→ **DESCRIPTION OF THE TASK**
Exactly as they appear, output all of the records. Skip any images.
** Start **
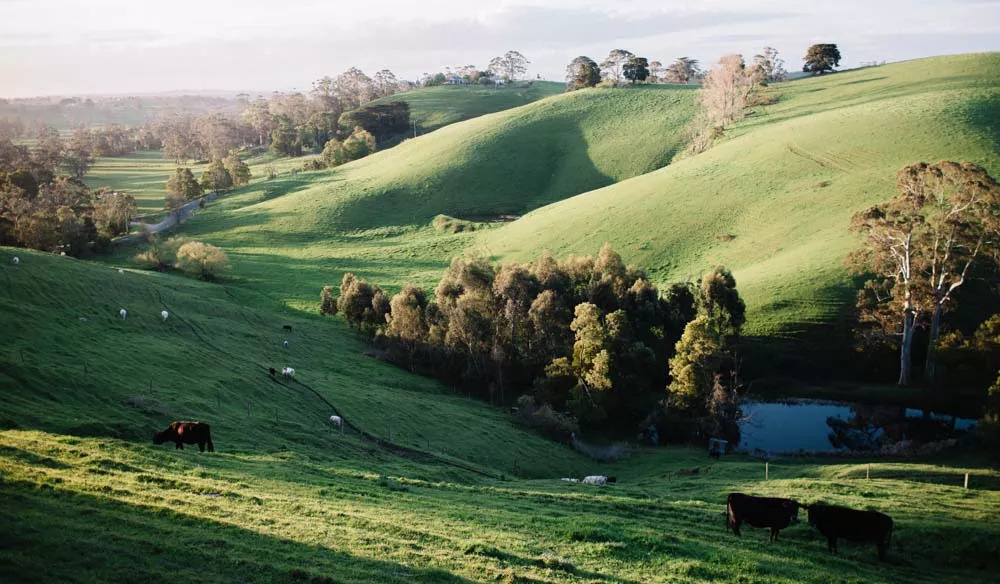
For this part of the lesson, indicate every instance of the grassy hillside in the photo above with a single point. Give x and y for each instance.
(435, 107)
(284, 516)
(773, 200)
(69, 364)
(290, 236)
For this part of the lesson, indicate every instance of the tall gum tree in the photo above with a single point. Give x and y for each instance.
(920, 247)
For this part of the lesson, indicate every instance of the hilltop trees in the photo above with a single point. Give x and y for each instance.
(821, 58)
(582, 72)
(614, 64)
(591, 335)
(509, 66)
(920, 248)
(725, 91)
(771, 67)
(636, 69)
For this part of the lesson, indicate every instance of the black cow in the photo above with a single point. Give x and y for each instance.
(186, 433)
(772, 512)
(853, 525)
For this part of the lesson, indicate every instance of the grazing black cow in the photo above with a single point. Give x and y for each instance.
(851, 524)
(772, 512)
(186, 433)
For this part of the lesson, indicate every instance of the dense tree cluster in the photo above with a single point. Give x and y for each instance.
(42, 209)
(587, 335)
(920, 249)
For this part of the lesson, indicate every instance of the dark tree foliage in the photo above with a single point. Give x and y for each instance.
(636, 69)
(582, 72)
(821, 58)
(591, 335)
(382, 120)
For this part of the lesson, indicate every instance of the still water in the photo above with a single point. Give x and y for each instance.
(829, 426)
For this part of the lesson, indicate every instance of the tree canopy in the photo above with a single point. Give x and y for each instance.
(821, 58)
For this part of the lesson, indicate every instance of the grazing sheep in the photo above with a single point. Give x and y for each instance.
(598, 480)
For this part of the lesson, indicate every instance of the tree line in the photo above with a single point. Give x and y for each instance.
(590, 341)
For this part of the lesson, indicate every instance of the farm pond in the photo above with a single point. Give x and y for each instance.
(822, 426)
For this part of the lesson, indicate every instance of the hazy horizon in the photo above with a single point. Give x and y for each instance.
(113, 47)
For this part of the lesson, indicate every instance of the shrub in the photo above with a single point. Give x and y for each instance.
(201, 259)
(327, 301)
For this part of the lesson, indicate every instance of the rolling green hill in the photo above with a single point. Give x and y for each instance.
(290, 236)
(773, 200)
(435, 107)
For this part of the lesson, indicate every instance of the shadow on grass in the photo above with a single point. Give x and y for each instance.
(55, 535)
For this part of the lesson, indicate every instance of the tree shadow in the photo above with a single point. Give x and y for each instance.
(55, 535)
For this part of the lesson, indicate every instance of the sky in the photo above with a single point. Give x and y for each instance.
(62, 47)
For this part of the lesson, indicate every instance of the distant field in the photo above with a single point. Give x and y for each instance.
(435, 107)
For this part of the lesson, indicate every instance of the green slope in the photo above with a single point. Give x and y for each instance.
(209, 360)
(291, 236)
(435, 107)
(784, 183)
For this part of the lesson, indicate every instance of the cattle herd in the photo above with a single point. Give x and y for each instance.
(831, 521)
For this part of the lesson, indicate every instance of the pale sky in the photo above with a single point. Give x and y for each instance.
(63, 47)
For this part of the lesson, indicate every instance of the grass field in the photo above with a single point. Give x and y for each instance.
** End **
→ **RESULT**
For this part of the lesson, indicate every instance of the grassy hillside in the photo above with a single point. Give x and y for each instance.
(435, 107)
(284, 516)
(773, 200)
(69, 364)
(290, 236)
For this part of the lesson, indicate every instance of the tall gum tree in the photo above with a single point. Give x and y for each instance.
(920, 247)
For this part of the lesson, indicate every instance of the hilltop trees in the photo above with a single point. Give x and y for each instance.
(821, 58)
(582, 72)
(614, 64)
(591, 335)
(509, 66)
(920, 248)
(725, 91)
(771, 67)
(636, 69)
For this part of the lesson, indicate every instance of the black cow in the photo above with a single point. Give x and y for each instance.
(186, 433)
(772, 512)
(853, 525)
For this part of the lesson, indicate every instance of the grazing black cow in the photo above with a single point. Give x and y for each instance.
(851, 524)
(772, 512)
(186, 433)
For this part of the lesson, indicate every instance of the dense tree cluster in the photo above with a single point. Give x and y for each instance.
(42, 209)
(587, 335)
(920, 249)
For this part of the lesson, indicate every instance of the dark tree foliage in the photo above with a single point. Give x and y for each instance.
(636, 69)
(582, 72)
(821, 58)
(591, 335)
(382, 120)
For this part of the lesson, indicate every instance of the still water in the photo above with a single point. Give x and y for each instance.
(829, 426)
For this part of the lesson, indicate every instance of the tree canopy in the photo above with a single point. Give x and y for each instance.
(821, 58)
For this part of the lesson, indicate every instance of the grazing sheep in the photo above with a single point. Give x and y for each instance.
(598, 480)
For this part of the lesson, indicate every instance of the tree line in the photo above with a single point. Give x and y for each instance.
(590, 341)
For this part of the lesson, indicate every instance of the farm pond in the photo above with a single point. Give x and y for each instance.
(822, 426)
For this part of the lesson, indicate every instance of the hazy horizon in the photo above with a single point. Give x and y for each instance.
(113, 47)
For this part of the lesson, indicate every instance of the shrub in the photo above with a single point. Give x and y for each instance.
(201, 259)
(327, 301)
For this part of the lesson, indicate every instance of the rolling green hill in the photo above with a single point. Give x and y for each instance.
(290, 236)
(773, 200)
(435, 107)
For this part of the lesson, indicate every instance of the shadow on grass in the photo above with a single point. Give x and y for each instance.
(55, 535)
For this part of the lesson, indicate every instance of the tree shadow in the photo above with a single point. Give x and y for each instance.
(55, 535)
For this part of the lesson, indicate every instance of the sky in the photo above with a single point. Give x and y for each instance.
(62, 47)
For this part of the lesson, indicate every instance of the distant field in the photo above with a single point. Give x and y for each instance.
(435, 107)
For this part of the lesson, indicate every instance of the green slope in the photo above with a single point. Give x and y for each instance.
(209, 360)
(291, 236)
(435, 107)
(784, 183)
For this part of the lesson, indicate every instance of the cattle herd in the photo above with a single point. Give x and y for each instance.
(831, 521)
For this part of the lesson, indicate every instance of the pale sky in the photo above with a single point. Give x and y for each instance.
(63, 47)
For this part of the lesson, indicate every instance of the grass field in the photo above with a single point. Give x and y for each instance.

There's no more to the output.